• **DATA EXTRACT**:
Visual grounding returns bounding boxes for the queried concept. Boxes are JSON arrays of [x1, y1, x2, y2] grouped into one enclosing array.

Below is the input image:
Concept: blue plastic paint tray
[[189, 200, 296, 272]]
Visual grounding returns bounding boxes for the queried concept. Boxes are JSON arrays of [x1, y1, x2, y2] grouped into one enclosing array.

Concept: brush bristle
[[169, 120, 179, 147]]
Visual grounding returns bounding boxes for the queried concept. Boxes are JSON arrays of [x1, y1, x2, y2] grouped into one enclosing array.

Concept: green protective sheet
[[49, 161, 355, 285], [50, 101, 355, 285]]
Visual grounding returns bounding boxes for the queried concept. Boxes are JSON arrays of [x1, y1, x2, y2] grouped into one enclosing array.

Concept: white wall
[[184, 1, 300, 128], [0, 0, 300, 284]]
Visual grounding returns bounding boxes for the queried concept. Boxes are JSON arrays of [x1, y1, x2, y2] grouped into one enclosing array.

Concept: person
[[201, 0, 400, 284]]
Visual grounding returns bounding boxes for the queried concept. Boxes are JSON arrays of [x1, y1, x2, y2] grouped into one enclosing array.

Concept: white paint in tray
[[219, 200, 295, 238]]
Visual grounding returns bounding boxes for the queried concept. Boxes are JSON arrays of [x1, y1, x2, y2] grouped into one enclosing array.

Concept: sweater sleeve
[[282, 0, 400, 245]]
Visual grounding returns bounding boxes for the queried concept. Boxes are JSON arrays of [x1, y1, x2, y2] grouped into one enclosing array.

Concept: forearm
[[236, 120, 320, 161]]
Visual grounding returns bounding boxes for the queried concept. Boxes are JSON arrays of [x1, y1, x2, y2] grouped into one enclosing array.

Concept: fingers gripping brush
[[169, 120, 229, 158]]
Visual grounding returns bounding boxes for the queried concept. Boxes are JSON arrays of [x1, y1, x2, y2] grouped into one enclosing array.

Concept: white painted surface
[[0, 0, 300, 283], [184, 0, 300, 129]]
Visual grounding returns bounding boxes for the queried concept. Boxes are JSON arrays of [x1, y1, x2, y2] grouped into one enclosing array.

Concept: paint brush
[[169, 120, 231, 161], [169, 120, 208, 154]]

• **YOUR TASK**: Write out exactly each line of the entries, starting at the one containing "Concept: forearm" and finishing with the last line.

• **SOLUTION TO THIS PROBLEM**:
Concept: forearm
[[236, 120, 320, 161]]
Visual grounding returns bounding boxes for the queried concept. Boxes are JSON arrays of [x1, y1, x2, y2] grouped into one enclosing array.

Concept: fingers gripping brush
[[169, 120, 229, 158]]
Visual grounding returns bounding boxes for the queried concept. Boxes are JSON arrays of [x1, y1, x2, y2] grouped into one enclosing array.

Concept: white painted surface
[[0, 0, 300, 283], [184, 0, 300, 129]]
Visual grounding returns bounding boxes for the queried concept. Boxes are JSON arrays of [x1, y1, x2, y2] grouped into one enclosing array.

Concept: paint brush
[[169, 120, 231, 161], [169, 120, 208, 154]]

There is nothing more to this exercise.